*AUFGABE 1*:
Wie lautet der Satz „Escada schickt mir Kleider und schöne Schuhe für die Aufführungen.“ aus dem Interview mit der Sopranistin auf Englisch?
*AUFGABE 2*:
Setzen Sie das Interview mit der Sopranistin an der Stelle fort, an der es endet.

*AUSZUG*:
Ihre wunderschöne grüne Handtasche zum Beispiel, die habe ich schon im Heute-Journal gesehen, als Sie gerade in ein Flugzeug einstiegen.

Die ist von Pollini.

Das ist übrigens mein Wasser, aber Sie können es gerne trinken.

Das war Ihres, tut mir fürchterlich leid.

Keine Sorge, ich bin nicht erkältet.

Das wäre mir egal. Ich habe keine Angst.

"Ich singe nicht, wenn ich putze"

Sie erregen neben Ihrer Stimme durch Schönheit und Anmut Aufsehen - Sie wissen schon, "Hier singt Venus". Schicken Ihnen Designer bereits Kleider nach Hause?

Nicht so. Oder warten Sie, stimmt gar nicht. Escada schickt mir Kleider und schöne Schuhe für die Aufführungen.

Und die müssen Sie hinterher zurückschicken?

Ja, bis auf zwei super Handtaschen, die durfte ich behalten.

Was tragen Sie heute außer Ihrer Handtasche?

Nichts. Etwas Warmes. Irgendwas.

Das war's?

Ach, ganz vergessen, ich habe eine Rolex. Ich habe einen Vertrag mit Rolex.

Und die da an Ihrem Handgelenk, was ist das für eine Uhr?

Das ist einfach nur meine normale Uhr.

Trotzdem komisch, dass Ihnen Designer nichts schicken, so wie sie es bei Chloé Sevigny und all den anderen Stars tun. Sie könnten jetzt die Gelegenheit ergreifen und Ihre Lieblingsdesigner bitten.

Nein, danke. Außerdem bin ich kein großer Star.

Doch.

Kein Filmstar.

Chloé Sevigny dreht auch kaum noch Filme. Sie dagegen machen gerade eine unglaubliche Karriere als Sopranistin und werden, auch wenn Sie es nicht mögen, die "neue Callas" genannt.

Unsinn, ich bin Gott sei Dank nicht so berühmt.

Gott sei Dank? Wann sind Sie heute früh aufgewacht?

*MATERIAL*:
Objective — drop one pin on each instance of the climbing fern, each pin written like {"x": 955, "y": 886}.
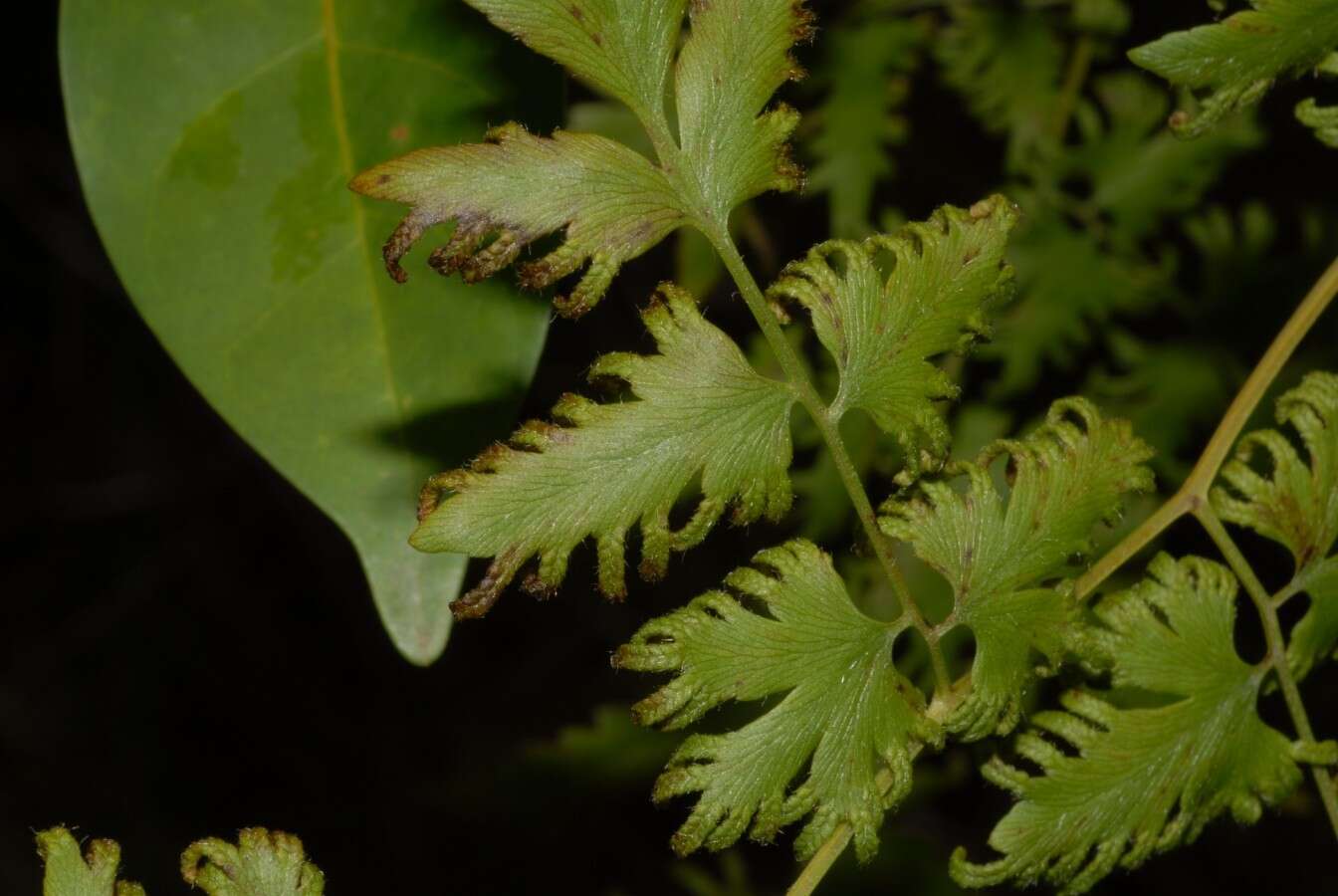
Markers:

*ANTWORT 1*:
Escada sends me dresses and beautiful shoes for the performances.

*ANTWORT 2*:
Um zehn.

So, wie man sich das vorstellt, in einem Meer von Blumensträußen, Liebesbriefen, Champagner und Pralinés?

Das passiert schon manchmal.

Ist das schön!

Natürlich.

Lesen Sie alle Briefe, die Sie bekommen? Und gibt es die berühmten Waschkörbe voller Post wirklich?

Naja. Viele kann ich nicht verstehen, weil sie auf Deutsch sind, und viele sind so komisch, dass sie keiner verstehen könnte.

Vielleicht, weil die Absender oft verwirrte, unglücklich verliebte Männer sind.

Danke. Ich nehme an, sie sind einfach nur nett gemeint.

Ihr Vater war Geologe, Ihre Mutter Ingenieurin. Ihr Gesangsstudium am Konservatorium in St. Petersburg haben Sie sich durch Putzen verdient. Hier also die obligate Frage zum Märchen von der Putzfrau zur Primadonna: Was singen Sie, wenn Sie tatsächlich mal in die Verlegenheit kommen, zu putzen?

Ich singe nicht, wenn ich putze. Das sind zwei unvereinbare Dinge.

Seit wann sind Opernsängerinnen eigentlich nicht mehr dick?

Seit sie, genau wie alle, auf ihr Gewicht achten und wissen, dass es ungesund ist, zu fett zu sein. Andererseits muss man stark sein, um einen guten Sound zu produzieren auf einer großen Bühne. Deswegen sind viele Opernsängerinnen heute kräftig, nicht fett. Massiv, nicht fett.

Sie sind sogar sehr zierlich. Von wo kommt denn bei Ihnen der Sound? Können Sie da für mich einmal hinzeigen?

Ich bin kein bisschen zierlich. Ich habe ein starkes Kreuz, einen ordentlichen Brustkasten. Der Sound kommt von hier oben, von den beiden Stimmbändern. Die hat jeder. Auch Sie. Sonst könnten Sie nicht sprechen. Dann brauchen Sie auch noch ein Zwerchfell, das ist hier.

Außerdem brauchen Sie einen guten Atem, eine gute Resonanz. Wenn ich singe, fühle ich es am stärksten im Rücken.

Wovor haben Sie mehr Angst: Ihre Stimme oder Ihr Aussehen zu verlieren?

Ich will überhaupt nichts verlieren.

Wie hoch ist denn jeweils die Versicherungssumme?

Dafür verschwende ich keinen Cent. Als Frau will ich natürlich möglichst lange jung und attraktiv aussehen. Geht wohl jeder so. Das Aussehen hilft schon, aber es ist nicht so wichtig wie die Stimme, denn in den großen Opernhäusern sieht man eh nicht ganz bis zur Bühne.

Sie brauchen auch eine schauspielerische Begabung. Kein Opernsänger möchte mehr ein singender Brokatvorhang sein.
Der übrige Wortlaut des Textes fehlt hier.